The 10 SNA COMMANDments
by Mark Gambino, IBM TPF Development
Every now and then you find yourself debugging a problem that is so bizarre you are left screaming, "This makes absolutely no sense!" Typically, this type of problem is sporadic, cannot be easily re-created, never shows up on a test system, but does show up in a production environment. What really makes this type of problem confusing is that the symptoms are misleading and the events that caused the problem occurred long before the problem surfaced. The trace data usually shows that everything is fine and that the dump or problem should never have happened in the first place, which makes you question logic in general and think that 2 plus 2 might actually be equal to 5. We will now explore 10 of the more "interesting" problems that have shown up in the communications area over the years.
Thou Shalt Not Steal (Control via an I/O Interrupt)
Symptoms: The TPF system receives a message (PIU) and takes a dump because the origin network address (NA) cannot be converted. It turns out that the PIU was for an LU-LU session that has been active for hours, having hundreds of messages processed without incident. Analyzing the dump, we expected to find the resource vector table (RVT) entry or network address table (NAT) corrupted, but both tables were fine (contained the correct network address). What made this problem even more intriguing was that the PIU trace showed that all subsequent PIU's for this session were processed correctly by the TPF system.
Questions: Why did the dump occur if the SNA tables are correct, and why did only one PIU encounter the problem?

> **Data section**
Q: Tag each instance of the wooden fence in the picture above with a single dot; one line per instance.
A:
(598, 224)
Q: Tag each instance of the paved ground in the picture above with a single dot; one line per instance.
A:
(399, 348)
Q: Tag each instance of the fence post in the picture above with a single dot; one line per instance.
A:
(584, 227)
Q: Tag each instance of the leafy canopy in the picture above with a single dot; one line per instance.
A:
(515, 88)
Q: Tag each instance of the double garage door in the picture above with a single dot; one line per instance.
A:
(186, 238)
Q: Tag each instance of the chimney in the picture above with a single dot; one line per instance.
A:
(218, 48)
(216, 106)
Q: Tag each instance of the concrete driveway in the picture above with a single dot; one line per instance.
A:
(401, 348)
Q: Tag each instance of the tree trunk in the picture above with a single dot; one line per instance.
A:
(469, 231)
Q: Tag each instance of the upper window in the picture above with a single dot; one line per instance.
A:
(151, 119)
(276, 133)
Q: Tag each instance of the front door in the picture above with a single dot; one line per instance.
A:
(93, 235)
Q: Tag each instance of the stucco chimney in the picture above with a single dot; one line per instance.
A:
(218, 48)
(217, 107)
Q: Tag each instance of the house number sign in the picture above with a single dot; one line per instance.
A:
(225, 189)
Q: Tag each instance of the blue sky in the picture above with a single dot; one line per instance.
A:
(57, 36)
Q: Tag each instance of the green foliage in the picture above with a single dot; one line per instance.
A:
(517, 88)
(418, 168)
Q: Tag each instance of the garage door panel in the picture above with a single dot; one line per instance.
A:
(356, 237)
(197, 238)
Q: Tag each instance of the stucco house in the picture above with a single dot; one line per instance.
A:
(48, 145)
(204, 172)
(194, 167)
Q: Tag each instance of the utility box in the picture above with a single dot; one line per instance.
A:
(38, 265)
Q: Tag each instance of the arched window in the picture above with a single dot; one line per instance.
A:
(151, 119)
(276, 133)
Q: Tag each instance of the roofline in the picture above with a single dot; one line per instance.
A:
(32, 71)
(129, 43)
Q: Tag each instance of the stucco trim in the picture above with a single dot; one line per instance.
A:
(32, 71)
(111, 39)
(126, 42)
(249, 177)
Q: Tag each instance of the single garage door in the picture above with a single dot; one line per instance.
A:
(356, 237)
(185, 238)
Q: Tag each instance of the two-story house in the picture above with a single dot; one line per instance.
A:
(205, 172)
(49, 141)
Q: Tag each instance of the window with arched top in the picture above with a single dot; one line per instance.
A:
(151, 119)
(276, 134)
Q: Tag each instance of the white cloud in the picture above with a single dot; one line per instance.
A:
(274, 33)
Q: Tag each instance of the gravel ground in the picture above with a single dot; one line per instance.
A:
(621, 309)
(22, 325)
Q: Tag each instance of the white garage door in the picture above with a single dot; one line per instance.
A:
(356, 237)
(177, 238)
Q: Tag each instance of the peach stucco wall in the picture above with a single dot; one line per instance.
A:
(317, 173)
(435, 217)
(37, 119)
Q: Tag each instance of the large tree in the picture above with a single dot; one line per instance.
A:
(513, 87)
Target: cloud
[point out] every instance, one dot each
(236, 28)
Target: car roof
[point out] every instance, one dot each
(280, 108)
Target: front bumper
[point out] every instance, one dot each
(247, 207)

> **Check your understanding**
(A) In the SNA COMMANDments article, write out everything from "Symptoms: The TPF" down to "the TPF system.", switching "intriguing" to "puzzling".
(B) Answer these questions from the SNA COMMANDments article:
(i) Who wrote it, and with what affiliation?
(ii) On what kind of system does the bizarre type of problem never show up?
(iii) How long had the LU-LU session been active when the dump occurred?
The rows come from a different source than the text.

> **Answers to the problems**
(A)
Symptoms: The TPF system receives a message (PIU) and takes a dump because the origin network address (NA) cannot be converted. It turns out that the PIU was for an LU-LU session that has been active for hours, having hundreds of messages processed without incident. Analyzing the dump, we expected to find the resource vector table (RVT) entry or network address table (NAT) corrupted, but both tables were fine (contained the correct network address). What made this problem even more puzzling was that the PIU trace showed that all subsequent PIU's for this session were processed correctly by the TPF system.

(B)
(i) Mark Gambino, IBM TPF Development.
(ii) A test system.
(iii) For hours.